§ Short exercise A
Collect every line in the rows that contains the string "object" and copy each one as it appears.
§ Short exercise B
Pick up the page on geometric series where it stops and keep writing it.

§ Text to read
- - - - - - -

Geometric Series

The series obtained by adding the terms of a G.P. is called the geometric series. Let {S_n} be the sum of the first n terms of the G.P. The nth term is {a_1}{r^{n - 1}}, the \left( {n - 1} \right)th term is {a_1}{r^{n - 2}}, etc. Hence
                        {S_n} = {a_1} + {a_1}r + {a_1}{r^2} + {a_1}{r^3} + \cdots + {a_1}{r^{n - 1}}   --- (1)
Multiplying both members of (1) by r, we get
                        r{S_n} = {a_1}r + {a_1}{r^2} + {a_1}{r^3} + {a_1}{r^4} + \cdots + {a_1}{r^n} --- (2)
On subtracting each side of (2) from the corresponding side of (1), we obtain
                                    {S_n} - r{S_n} = {a_1} -  {a_1}{r^n}
                                    {S_n}\left( {1 - r} \right) = {a_1} - {a_1}{r^n}
                        \therefore      {S_n} = \frac{{{a_1}\left( {1 - {r^n}} \right)}}{{1 - r}}{\text{if }}r < 1
If the common ratio in a G.P. is more than 1, then each successive term is greater than the previous one and the sum of the terms grows very rapidly and tends to an infinity as n tends to infinity.

If the common ratio is less than 1, then each term will be smaller than the previous one and the total will increase but will not exceed a finite value as n tends to an infinity.

Thus

{S_n} = \frac{{{a_1}\left( {1 - {r^n}}  \right)}}{{1 - r}}{\text{ if }}r  < 1{\text{}}


{S_n} = \frac{{{a_1}\left( {{r^n} - 1}  \right)}}{{r - 1}}{\text{ if }}r  > 1

Example:

Using G.P., find the sum of 1,2,4,8,16,32,64,128.

- - - - - - -

§ Material for this task
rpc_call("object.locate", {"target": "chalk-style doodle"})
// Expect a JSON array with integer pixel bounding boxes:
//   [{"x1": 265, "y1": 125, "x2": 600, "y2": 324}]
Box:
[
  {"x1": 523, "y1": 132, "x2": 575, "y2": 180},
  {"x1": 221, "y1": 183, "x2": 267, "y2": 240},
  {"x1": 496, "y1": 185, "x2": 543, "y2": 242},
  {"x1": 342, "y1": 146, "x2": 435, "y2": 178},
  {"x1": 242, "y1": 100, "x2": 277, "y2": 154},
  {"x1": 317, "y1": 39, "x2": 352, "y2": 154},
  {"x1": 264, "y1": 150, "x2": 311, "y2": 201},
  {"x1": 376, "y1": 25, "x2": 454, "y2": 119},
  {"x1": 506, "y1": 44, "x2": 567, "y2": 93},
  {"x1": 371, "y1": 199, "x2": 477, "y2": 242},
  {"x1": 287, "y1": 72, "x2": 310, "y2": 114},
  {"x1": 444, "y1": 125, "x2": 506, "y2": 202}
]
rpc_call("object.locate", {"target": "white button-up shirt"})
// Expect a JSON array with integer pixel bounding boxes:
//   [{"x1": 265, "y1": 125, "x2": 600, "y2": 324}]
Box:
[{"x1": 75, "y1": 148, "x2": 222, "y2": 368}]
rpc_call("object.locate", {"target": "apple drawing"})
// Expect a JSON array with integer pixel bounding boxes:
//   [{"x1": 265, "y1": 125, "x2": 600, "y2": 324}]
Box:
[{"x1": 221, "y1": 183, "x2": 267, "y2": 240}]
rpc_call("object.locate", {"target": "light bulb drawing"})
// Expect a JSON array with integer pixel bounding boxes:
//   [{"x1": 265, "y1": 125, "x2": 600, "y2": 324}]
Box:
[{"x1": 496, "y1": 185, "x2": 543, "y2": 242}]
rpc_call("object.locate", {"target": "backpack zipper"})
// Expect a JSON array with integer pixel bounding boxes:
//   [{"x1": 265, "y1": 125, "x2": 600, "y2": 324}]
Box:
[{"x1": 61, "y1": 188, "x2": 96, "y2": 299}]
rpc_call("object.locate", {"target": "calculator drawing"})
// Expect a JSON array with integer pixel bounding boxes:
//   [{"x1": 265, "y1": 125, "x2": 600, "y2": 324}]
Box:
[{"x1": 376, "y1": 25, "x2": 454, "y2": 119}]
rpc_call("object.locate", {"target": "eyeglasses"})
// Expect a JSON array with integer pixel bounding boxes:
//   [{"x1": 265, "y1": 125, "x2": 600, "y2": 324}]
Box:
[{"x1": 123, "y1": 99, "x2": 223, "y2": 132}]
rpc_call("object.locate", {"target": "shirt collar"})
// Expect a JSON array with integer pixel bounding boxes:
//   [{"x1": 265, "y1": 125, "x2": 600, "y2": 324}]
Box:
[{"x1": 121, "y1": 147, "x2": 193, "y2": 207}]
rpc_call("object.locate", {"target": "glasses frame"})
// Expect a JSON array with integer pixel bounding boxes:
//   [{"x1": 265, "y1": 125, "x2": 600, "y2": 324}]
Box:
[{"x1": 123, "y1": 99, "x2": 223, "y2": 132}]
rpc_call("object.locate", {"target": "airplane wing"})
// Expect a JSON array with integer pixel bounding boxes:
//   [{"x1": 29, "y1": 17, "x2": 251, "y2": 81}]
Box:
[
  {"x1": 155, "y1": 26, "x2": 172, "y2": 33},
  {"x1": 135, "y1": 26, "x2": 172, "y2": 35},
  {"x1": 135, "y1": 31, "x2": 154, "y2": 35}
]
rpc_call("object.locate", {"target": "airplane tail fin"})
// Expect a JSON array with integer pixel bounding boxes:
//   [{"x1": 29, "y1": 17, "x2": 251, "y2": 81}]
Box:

- - - - - - -

§ Expected output A
rpc_call("object.locate", {"target": "chalk-style doodle"})
rpc_call("object.locate", {"target": "white button-up shirt"})
rpc_call("object.locate", {"target": "apple drawing"})
rpc_call("object.locate", {"target": "light bulb drawing"})
rpc_call("object.locate", {"target": "backpack zipper"})
rpc_call("object.locate", {"target": "calculator drawing"})
rpc_call("object.locate", {"target": "eyeglasses"})
rpc_call("object.locate", {"target": "shirt collar"})
rpc_call("object.locate", {"target": "glasses frame"})
rpc_call("object.locate", {"target": "airplane wing"})
rpc_call("object.locate", {"target": "airplane tail fin"})

§ Expected output B
Solution:
              We have
            {a_1} = 1, r = \frac{2}{1} = 2 and n = 8
            Substituting these values in the given formula, we get
                        {S_n} = \frac{{{a_1}\left( {{r^n} - 1} \right)}}{{r - 1}}       (as r > 1)
                        {S_8} = \frac{{1\left( {{2^8} - 1} \right)}}{{2 - 1}} = 225

Example:

Given r = \frac{2}{3}, n = 6, {S_n} =  \frac{{665}}{{144}}, find {a_1}.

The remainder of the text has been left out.